■ DIRECTIVE
Express everything from the start of the data down to the line containing "192,313,222,347", inclusive, as a Markdown table with the columns "Row" and "Line", omitting blank lines.
** START ENTRIES **
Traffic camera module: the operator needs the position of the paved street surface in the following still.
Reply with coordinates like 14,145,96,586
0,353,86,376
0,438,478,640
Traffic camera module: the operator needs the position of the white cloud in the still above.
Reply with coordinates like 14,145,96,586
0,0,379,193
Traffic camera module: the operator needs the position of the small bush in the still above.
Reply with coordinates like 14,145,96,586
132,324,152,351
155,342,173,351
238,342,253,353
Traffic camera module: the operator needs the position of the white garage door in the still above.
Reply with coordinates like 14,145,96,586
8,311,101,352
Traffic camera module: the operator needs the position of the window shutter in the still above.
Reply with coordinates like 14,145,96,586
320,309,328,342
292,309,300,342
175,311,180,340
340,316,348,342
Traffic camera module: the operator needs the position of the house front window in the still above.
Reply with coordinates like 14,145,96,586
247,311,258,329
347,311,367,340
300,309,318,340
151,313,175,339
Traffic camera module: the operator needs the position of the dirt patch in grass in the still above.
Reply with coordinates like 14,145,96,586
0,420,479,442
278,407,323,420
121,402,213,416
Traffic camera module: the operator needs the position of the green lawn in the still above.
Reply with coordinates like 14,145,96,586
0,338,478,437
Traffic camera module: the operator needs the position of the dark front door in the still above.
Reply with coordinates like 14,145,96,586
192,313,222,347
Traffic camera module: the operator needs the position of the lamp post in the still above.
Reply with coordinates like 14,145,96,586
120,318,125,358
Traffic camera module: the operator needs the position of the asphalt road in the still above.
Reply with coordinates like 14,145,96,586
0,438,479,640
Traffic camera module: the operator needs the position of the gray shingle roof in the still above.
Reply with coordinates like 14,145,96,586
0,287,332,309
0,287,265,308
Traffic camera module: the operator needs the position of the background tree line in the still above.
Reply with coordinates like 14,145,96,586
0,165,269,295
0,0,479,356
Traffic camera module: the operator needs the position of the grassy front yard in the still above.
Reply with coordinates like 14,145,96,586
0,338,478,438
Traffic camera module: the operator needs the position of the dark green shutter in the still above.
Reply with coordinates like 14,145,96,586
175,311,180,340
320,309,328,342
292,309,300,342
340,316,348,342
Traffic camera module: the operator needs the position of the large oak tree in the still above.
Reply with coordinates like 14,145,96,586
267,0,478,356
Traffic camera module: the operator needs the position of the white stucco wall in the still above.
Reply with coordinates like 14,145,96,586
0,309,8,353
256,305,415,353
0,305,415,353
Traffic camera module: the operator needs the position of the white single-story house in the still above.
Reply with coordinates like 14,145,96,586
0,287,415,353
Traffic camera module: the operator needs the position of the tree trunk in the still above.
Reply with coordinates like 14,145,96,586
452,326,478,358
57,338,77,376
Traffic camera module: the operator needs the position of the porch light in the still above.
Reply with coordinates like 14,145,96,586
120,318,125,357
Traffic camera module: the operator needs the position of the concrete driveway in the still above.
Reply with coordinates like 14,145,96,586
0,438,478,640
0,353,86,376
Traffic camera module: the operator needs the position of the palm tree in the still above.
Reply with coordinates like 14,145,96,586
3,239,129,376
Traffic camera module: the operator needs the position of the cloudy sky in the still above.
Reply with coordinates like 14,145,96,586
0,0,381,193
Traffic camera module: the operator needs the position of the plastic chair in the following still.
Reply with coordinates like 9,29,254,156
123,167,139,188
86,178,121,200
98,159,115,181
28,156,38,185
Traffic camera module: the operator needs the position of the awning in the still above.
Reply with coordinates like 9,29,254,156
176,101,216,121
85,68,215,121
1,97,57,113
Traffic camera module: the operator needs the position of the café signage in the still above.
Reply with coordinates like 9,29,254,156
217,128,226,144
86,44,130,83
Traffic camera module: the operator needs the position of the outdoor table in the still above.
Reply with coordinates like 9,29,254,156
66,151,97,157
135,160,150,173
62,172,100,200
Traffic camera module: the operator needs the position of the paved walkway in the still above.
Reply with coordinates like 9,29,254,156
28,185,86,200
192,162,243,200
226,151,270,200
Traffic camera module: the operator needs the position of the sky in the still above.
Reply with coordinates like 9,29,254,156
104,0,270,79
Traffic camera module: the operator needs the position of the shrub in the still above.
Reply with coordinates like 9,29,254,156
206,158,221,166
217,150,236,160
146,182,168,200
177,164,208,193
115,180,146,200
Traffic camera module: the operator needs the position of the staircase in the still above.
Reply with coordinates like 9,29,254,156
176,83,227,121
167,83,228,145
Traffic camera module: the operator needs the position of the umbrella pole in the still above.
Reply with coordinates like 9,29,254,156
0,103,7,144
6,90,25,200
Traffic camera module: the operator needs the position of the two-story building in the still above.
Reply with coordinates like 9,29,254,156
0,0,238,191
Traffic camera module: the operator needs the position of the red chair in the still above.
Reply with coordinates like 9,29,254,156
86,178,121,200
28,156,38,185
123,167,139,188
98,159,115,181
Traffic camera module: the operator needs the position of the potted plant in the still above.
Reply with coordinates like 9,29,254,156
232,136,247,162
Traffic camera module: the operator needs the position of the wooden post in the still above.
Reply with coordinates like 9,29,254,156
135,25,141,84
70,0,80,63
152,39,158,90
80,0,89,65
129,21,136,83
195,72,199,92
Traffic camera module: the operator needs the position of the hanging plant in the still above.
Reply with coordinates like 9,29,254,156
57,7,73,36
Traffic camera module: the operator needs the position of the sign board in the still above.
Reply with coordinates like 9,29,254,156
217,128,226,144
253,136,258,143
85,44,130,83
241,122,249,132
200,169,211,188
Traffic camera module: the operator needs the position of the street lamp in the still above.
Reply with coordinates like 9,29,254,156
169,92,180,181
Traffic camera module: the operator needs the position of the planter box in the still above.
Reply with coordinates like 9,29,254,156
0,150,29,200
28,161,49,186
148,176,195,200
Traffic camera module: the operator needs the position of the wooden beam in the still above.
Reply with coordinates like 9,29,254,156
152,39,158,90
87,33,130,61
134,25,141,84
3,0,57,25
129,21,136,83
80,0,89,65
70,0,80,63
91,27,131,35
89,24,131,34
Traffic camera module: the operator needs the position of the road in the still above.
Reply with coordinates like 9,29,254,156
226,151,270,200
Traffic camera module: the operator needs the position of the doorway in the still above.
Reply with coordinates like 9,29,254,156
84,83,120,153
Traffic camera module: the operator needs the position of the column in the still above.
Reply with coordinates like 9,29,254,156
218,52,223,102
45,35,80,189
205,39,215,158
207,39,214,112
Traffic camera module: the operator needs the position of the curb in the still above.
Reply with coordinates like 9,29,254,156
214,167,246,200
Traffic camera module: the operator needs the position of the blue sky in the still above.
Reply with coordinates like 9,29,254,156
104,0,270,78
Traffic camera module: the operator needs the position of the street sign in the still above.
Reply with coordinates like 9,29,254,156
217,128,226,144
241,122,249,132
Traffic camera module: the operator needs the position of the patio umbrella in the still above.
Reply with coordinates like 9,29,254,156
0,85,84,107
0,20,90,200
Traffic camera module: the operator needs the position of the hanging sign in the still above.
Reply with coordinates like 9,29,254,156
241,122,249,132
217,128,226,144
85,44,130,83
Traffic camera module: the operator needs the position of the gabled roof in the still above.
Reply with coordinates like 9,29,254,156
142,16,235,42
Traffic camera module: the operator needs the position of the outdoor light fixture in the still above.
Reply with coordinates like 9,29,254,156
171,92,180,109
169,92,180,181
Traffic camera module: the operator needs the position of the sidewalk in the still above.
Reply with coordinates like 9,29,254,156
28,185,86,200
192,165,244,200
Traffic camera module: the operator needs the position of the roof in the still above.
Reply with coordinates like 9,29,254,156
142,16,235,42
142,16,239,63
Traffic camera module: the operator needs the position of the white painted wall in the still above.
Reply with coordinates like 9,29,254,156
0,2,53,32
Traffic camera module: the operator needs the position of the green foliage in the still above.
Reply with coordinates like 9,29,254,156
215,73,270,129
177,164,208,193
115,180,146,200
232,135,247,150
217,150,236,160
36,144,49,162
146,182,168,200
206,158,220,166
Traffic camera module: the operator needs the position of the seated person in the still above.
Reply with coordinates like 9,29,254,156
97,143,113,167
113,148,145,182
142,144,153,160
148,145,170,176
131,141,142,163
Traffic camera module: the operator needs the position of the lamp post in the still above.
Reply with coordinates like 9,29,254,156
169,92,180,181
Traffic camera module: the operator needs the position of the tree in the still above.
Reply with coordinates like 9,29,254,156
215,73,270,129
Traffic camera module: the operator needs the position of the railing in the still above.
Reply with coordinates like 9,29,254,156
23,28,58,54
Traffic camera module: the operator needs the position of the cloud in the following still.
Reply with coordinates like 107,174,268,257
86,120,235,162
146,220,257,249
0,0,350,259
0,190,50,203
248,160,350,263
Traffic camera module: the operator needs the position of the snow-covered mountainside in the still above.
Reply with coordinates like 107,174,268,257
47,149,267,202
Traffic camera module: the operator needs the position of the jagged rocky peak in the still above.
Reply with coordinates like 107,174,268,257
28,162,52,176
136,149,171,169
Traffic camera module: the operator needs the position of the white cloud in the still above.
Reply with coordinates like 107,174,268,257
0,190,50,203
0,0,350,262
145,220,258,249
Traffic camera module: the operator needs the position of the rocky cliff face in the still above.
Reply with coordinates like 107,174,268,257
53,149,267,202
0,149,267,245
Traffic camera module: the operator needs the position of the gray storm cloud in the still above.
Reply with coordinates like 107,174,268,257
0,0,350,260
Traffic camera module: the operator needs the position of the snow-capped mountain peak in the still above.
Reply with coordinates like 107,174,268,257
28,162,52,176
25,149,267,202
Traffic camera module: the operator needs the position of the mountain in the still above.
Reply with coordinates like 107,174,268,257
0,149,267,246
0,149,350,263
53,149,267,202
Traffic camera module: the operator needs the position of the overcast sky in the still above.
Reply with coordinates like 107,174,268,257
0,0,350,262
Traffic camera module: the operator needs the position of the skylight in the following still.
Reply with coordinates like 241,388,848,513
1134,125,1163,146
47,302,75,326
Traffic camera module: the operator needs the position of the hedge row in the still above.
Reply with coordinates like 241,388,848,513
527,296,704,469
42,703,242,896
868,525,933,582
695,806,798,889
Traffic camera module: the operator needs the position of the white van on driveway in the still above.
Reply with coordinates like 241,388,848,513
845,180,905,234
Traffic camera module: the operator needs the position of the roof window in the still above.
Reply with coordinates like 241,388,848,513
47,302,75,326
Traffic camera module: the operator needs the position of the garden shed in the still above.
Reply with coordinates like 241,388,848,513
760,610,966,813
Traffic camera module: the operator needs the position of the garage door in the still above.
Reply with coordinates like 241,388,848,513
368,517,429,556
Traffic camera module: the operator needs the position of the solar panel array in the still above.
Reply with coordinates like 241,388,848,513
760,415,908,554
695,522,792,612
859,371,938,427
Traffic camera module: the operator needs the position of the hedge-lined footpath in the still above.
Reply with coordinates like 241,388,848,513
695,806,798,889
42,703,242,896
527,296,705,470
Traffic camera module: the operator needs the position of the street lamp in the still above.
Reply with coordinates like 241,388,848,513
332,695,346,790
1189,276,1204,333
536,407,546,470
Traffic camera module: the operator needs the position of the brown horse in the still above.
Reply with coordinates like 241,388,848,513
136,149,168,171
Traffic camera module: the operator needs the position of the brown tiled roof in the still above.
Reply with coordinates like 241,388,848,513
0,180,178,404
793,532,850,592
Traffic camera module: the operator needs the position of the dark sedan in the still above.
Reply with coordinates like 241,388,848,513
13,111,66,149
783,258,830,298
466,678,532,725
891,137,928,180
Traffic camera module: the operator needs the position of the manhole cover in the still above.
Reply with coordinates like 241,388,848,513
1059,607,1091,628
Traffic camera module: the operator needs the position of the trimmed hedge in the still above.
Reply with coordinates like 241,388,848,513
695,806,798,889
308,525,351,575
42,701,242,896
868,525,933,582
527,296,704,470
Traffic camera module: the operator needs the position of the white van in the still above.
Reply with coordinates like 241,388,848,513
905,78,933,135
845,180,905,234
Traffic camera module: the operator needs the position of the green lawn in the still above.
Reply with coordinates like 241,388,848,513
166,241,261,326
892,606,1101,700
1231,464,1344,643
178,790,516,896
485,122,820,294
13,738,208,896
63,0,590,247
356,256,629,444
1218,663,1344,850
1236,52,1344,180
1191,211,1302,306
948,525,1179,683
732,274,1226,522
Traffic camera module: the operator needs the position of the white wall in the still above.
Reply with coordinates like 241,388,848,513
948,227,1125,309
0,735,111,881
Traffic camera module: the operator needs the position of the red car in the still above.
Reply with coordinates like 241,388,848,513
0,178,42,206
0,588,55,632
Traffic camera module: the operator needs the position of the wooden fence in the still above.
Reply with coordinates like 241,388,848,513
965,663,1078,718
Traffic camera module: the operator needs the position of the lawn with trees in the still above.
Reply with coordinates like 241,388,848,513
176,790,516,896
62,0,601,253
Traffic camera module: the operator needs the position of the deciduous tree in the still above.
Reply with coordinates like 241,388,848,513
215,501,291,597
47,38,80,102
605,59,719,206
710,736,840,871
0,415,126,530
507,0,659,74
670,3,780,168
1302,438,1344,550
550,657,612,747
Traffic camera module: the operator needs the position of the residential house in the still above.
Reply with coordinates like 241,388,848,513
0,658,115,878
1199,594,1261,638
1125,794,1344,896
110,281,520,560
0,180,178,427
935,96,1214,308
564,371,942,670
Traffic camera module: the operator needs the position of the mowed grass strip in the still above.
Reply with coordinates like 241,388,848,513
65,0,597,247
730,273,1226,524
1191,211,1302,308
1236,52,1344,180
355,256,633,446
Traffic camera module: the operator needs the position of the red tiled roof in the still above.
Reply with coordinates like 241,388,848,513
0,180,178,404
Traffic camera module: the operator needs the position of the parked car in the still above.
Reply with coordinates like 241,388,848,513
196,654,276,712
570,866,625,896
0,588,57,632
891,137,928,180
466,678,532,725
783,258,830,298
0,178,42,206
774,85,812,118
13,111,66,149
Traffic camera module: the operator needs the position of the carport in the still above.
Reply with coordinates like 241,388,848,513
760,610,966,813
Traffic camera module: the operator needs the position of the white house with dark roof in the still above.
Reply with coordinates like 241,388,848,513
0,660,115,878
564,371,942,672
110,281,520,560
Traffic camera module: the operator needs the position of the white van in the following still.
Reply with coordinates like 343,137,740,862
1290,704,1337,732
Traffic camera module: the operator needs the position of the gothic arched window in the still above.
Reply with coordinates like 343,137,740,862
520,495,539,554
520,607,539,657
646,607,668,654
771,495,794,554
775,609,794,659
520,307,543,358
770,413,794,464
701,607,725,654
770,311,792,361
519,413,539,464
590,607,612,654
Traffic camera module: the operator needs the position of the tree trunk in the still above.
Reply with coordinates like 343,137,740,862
** END ENTRIES **
■ ANSWER FOR THIS EXERCISE
| Row | Line |
|---|---|
| 1 | Traffic camera module: the operator needs the position of the paved street surface in the following still. |
| 2 | Reply with coordinates like 14,145,96,586 |
| 3 | 0,353,86,376 |
| 4 | 0,438,478,640 |
| 5 | Traffic camera module: the operator needs the position of the white cloud in the still above. |
| 6 | Reply with coordinates like 14,145,96,586 |
| 7 | 0,0,379,193 |
| 8 | Traffic camera module: the operator needs the position of the small bush in the still above. |
| 9 | Reply with coordinates like 14,145,96,586 |
| 10 | 132,324,152,351 |
| 11 | 155,342,173,351 |
| 12 | 238,342,253,353 |
| 13 | Traffic camera module: the operator needs the position of the white garage door in the still above. |
| 14 | Reply with coordinates like 14,145,96,586 |
| 15 | 8,311,101,352 |
| 16 | Traffic camera module: the operator needs the position of the window shutter in the still above. |
| 17 | Reply with coordinates like 14,145,96,586 |
| 18 | 320,309,328,342 |
| 19 | 292,309,300,342 |
| 20 | 175,311,180,340 |
| 21 | 340,316,348,342 |
| 22 | Traffic camera module: the operator needs the position of the house front window in the still above. |
| 23 | Reply with coordinates like 14,145,96,586 |
| 24 | 247,311,258,329 |
| 25 | 347,311,367,340 |
| 26 | 300,309,318,340 |
| 27 | 151,313,175,339 |
| 28 | Traffic camera module: the operator needs the position of the dirt patch in grass in the still above. |
| 29 | Reply with coordinates like 14,145,96,586 |
| 30 | 0,420,479,442 |
| 31 | 278,407,323,420 |
| 32 | 121,402,213,416 |
| 33 | Traffic camera module: the operator needs the position of the green lawn in the still above. |
| 34 | Reply with coordinates like 14,145,96,586 |
| 35 | 0,338,478,437 |
| 36 | Traffic camera module: the operator needs the position of the dark front door in the still above. |
| 37 | Reply with coordinates like 14,145,96,586 |
| 38 | 192,313,222,347 |